┌────────

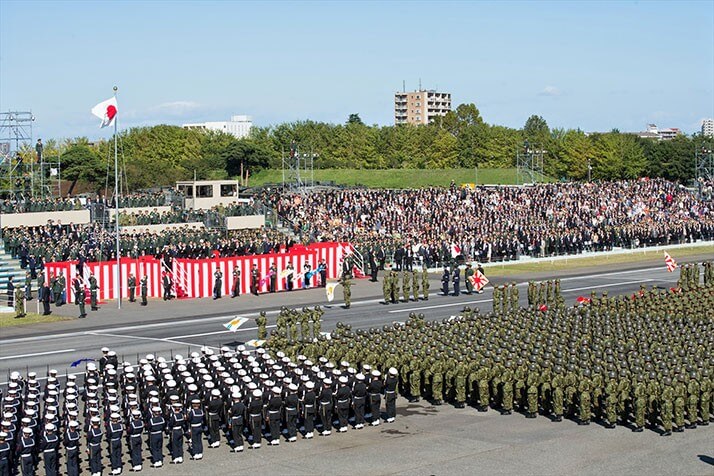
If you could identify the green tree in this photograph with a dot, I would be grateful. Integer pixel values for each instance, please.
(80, 162)
(355, 119)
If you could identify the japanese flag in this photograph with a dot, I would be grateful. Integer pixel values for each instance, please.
(106, 111)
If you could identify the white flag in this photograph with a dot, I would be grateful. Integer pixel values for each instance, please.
(106, 111)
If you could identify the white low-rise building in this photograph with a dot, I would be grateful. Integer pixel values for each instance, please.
(239, 126)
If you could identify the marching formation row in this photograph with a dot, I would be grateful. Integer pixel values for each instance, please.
(240, 398)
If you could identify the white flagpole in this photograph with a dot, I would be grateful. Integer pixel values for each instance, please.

└────────

> _GOAL_:
Please repeat the records from the line holding "If you could identify the marching" through the end of the records, inclusive, with "dot" changed to "point" and nothing else altered.

> _TASK RESPONSE_:
If you could identify the marching formation row in this photograph with a point, I would be grateful. Integer pixel values for each instance, please.
(240, 398)
If you could identify the white flagpole in this photograph with a point, I would be grateful. Integer pixel values for each instance, please.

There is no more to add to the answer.